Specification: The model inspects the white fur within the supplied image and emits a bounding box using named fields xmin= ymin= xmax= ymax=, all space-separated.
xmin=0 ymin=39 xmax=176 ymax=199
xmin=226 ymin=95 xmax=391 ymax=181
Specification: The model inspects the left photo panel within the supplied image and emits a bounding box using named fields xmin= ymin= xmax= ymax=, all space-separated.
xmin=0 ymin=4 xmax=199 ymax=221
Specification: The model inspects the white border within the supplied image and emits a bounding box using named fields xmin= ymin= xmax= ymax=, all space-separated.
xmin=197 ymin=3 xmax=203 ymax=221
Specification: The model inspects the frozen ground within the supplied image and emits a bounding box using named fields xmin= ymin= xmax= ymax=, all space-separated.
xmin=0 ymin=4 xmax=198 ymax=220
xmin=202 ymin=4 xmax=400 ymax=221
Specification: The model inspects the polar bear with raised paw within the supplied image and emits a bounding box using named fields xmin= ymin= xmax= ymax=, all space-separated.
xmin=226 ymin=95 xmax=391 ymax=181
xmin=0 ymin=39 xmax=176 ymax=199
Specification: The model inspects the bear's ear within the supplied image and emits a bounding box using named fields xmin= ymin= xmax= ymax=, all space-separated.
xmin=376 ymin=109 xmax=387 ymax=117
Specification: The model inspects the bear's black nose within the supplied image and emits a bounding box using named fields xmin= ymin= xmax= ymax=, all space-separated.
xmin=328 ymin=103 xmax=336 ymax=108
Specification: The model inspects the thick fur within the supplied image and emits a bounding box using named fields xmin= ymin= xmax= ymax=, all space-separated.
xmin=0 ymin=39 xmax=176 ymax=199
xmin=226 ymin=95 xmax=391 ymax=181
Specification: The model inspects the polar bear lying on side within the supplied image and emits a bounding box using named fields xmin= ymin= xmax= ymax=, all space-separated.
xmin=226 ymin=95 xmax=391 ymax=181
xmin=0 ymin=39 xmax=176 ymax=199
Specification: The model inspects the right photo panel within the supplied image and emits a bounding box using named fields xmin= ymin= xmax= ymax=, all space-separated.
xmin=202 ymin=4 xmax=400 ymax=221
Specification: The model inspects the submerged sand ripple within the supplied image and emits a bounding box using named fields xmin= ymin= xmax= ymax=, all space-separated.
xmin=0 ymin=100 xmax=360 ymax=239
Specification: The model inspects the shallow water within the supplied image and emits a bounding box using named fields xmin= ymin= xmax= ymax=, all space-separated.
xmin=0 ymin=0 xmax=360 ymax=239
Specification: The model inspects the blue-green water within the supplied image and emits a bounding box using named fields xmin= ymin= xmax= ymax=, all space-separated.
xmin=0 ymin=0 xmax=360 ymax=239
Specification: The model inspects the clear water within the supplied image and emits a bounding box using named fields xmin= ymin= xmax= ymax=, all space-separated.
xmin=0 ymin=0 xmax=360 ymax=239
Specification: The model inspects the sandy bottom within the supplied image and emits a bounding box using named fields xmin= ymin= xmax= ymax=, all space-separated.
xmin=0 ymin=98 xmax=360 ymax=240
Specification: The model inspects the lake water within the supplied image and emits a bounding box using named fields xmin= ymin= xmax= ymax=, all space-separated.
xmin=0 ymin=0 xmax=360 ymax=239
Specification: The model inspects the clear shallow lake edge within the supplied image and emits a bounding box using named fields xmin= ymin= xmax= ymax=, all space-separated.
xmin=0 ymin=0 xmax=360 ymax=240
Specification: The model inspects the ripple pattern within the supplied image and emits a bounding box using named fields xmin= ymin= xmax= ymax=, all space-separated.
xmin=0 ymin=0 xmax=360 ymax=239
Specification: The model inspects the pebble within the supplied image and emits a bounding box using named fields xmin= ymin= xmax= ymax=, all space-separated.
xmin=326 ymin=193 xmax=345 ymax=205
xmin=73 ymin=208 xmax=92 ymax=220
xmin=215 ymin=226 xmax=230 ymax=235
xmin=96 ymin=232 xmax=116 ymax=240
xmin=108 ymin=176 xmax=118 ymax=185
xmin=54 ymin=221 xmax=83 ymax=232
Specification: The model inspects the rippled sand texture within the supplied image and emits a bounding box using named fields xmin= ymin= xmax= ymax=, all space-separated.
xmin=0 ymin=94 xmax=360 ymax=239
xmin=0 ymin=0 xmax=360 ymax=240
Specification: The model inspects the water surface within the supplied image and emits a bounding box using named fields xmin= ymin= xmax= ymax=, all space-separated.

» Task to complete: How many of the lines above contain the string "ground", with uppercase and lowercase treated as different? Reply with only the number.

» Exercise solution: 1